◆ **A block of data**
******************************

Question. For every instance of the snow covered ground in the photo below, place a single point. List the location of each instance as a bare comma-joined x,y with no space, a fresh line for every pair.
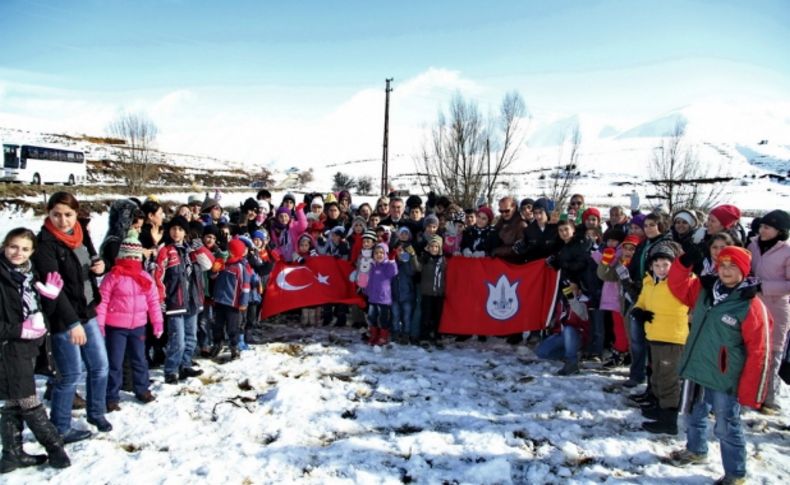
318,406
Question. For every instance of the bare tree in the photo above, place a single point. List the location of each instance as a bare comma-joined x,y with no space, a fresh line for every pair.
680,178
457,159
364,184
566,174
136,154
305,177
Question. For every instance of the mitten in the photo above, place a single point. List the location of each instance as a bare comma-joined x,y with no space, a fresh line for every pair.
33,327
642,316
51,289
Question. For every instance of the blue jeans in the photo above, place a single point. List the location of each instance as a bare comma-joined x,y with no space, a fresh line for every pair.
401,317
561,346
728,430
181,341
125,342
380,315
637,342
69,358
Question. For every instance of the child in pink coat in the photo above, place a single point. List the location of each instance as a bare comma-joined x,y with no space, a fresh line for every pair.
129,299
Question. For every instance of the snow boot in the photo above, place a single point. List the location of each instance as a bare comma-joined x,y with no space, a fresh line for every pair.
570,367
46,434
14,455
666,423
384,337
374,335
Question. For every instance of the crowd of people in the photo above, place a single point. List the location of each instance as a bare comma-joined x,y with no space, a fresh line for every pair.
693,304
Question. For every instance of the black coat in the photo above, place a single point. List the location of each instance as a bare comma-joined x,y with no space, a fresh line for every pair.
70,306
540,244
17,356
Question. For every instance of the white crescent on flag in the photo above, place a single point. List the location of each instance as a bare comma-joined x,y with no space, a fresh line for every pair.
283,283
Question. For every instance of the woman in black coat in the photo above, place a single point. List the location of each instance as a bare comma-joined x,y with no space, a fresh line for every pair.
22,330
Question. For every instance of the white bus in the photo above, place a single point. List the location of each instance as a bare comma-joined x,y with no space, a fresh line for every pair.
41,164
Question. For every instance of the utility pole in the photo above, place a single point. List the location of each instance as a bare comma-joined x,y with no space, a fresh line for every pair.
385,155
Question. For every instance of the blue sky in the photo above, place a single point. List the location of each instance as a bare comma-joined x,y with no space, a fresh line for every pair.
241,68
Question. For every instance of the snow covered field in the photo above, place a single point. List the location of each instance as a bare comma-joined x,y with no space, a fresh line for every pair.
319,406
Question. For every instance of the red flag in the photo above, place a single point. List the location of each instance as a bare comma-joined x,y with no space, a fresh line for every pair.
319,280
488,296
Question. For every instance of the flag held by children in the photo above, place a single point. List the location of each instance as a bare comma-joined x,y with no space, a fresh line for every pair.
319,280
488,296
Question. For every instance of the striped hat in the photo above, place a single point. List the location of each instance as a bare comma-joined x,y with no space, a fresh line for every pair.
131,247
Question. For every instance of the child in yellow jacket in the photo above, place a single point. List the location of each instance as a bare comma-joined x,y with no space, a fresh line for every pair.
666,328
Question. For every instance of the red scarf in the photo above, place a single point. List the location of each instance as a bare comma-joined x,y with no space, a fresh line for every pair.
73,240
133,269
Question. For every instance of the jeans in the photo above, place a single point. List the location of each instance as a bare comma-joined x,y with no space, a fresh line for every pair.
598,331
67,358
638,345
227,318
181,342
728,430
380,315
401,317
561,346
129,343
205,323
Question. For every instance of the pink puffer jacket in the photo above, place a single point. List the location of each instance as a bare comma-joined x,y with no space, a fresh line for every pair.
124,304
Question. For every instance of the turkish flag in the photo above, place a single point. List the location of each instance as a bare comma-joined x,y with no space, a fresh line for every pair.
319,280
487,296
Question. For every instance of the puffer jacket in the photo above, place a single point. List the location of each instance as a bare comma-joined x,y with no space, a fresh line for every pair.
670,315
124,304
379,288
728,349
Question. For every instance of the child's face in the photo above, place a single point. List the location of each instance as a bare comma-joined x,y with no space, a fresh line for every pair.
661,267
566,232
18,250
628,251
177,234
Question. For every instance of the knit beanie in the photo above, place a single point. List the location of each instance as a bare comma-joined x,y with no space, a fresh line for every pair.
430,219
778,219
488,213
131,247
727,214
738,256
687,216
592,211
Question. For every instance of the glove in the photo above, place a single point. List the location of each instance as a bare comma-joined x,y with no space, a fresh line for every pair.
622,272
691,255
33,327
608,256
642,316
634,201
520,247
51,289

******************************

◆ **Exercise prompt**
Working from the lines above, reproduce the material exactly and exclude its pictures.

◆ **Expected answer**
Question. For every instance of the snow covered ground in the photo below, place a single point. List the location of each instance as a bare comma-joined x,y with no space, a fresh line for every pair.
318,406
Question. For every instance of the bare tree in the photo above, place a single point. List the location of each instance as a bare comma-joined x,y with no space, a fresh line for every pair.
680,178
457,159
364,184
566,174
136,154
305,177
Question. For every instance of the mitten in the photo above, place a single point. List the location of each instance as a bare comma-joined x,y with no space, a fresh line for every pair.
33,327
642,316
51,289
Question. For every instance of the blue jeans in the photo above, place a single point. List the location of each instance as a bare comma-joined x,y with no space, a fresh line for every pair.
401,317
561,346
728,430
181,341
125,342
380,315
637,342
69,358
Question. For every instance of the child in pink coat in the photo above, place a single point. List the location of each instance as a bare comma-joined x,y with no space, a fresh line for every pair.
129,299
Question. For every instance of the snow boot in the photo above, place a single point. List the location of each instance as a bare comma-joined x,y with no space, a fresh line for every pair.
570,367
46,434
14,455
666,423
384,337
374,335
Question. For every instance of the crowd of people in the photo above, place a single point. List the location of each instance as a bare comma-joined x,y with no space, a fresh line for every pair.
693,304
Question. For every instance of the black coat in the photo above, place a single point. List the location of each instance as a bare comma-joined x,y with no space, a fresh line for every pair.
70,306
540,244
17,356
Question. For every instance of the white crescent on flag in the photo above, place a single point. List the location of each instance as a bare comma-joined x,y with no space, a fresh line for every pair.
283,283
Question. For every instance of the woman in black coat in the photo above, place a single point. List the location of each instance as a bare comma-joined x,y with no space, a fresh line for every pair.
22,330
Question. For every instance of the white bus in the photo above, place a single point. List the location of each instance as a bare comma-joined x,y with no space, a fresh line for every pair.
41,164
Question. For every instance of the utility pole in the photo above, place a single point. List the location of each instance as a bare comma-joined x,y with no space, a fresh line for every pair.
385,155
Question. For every instance of the blue sky in the photo above, place a single point. List the location of each instance as a bare comma-joined x,y with no space, a fresh line for every pair.
241,68
Question. For every instance of the snow covered field in the photo above, place a single point. List the location of each instance as a bare comma-joined x,y with no space, a fresh line for every pair.
319,406
Question. For every instance of the red flag in the photo above, place a single point. List the location of each instance as a bare comma-joined x,y with no space, a fresh line for every pair.
319,280
488,296
Question. For every instance of the flag held by children in the photo above, place a single point. List the location of each instance as a bare comma-joined x,y with no space, a fresh line for every pair.
319,280
488,296
Question. For every instance of the striped hat in the photo above, place a single point. List the location of each instance as a bare comma-joined x,y with no space, a fresh line for every pair.
131,247
Question. For every instance of the child in yellow jacket in the photo above, place a single point. List the location of each instance as a bare comma-joined x,y with no space, a fresh line for every pair.
666,328
Question. For every instance of the red scarf in the photo above, place a single point. List the location of each instance as a bare comma-joined x,y with no space, a fresh line for every pair.
73,240
133,269
Question. For every instance of the jeans in the photo above, place a single point. List the location of each instance as a bare comma-joined x,y with no space, a fresh line for every pair.
598,331
67,358
638,345
227,318
181,342
728,430
380,315
401,317
561,346
129,343
205,323
Question. For every instance of the pink puffer jacket in the photo above, place a single point. List the location of each instance as a bare comma-joined x,y with no space, a fresh line for every pair.
124,304
Question. For every instance of the turkish flag in the photo above, place a single point. List the location of each instance as a bare comma-joined x,y with no space, a fresh line for every pair.
319,280
487,296
Question. For every instance of the puffer jacket in the photo above, place a single point. List the location of each instance as a bare comma-joined x,y with no space, a fresh line for every pair.
670,315
124,304
379,288
728,349
Question. For every instance of the child's face in the photo above, place a single point. List the location of each instance as a bare comma-joined x,y with no space, a fresh line for every pair.
661,267
566,232
18,250
628,251
177,234
Question. For every instance of the knit beanie in the photo above, place a single point. List the location of each instance as a bare comma-joined x,y with no space, a fresh line for every pair.
430,219
778,219
488,213
131,247
727,214
738,256
687,216
592,211
Question. For every instance of the glove in the photo above, place a single point. List the location of each instance as a bare comma-joined x,y with no space, a fresh line for every pair.
622,272
691,255
33,327
608,256
642,316
634,201
520,247
51,289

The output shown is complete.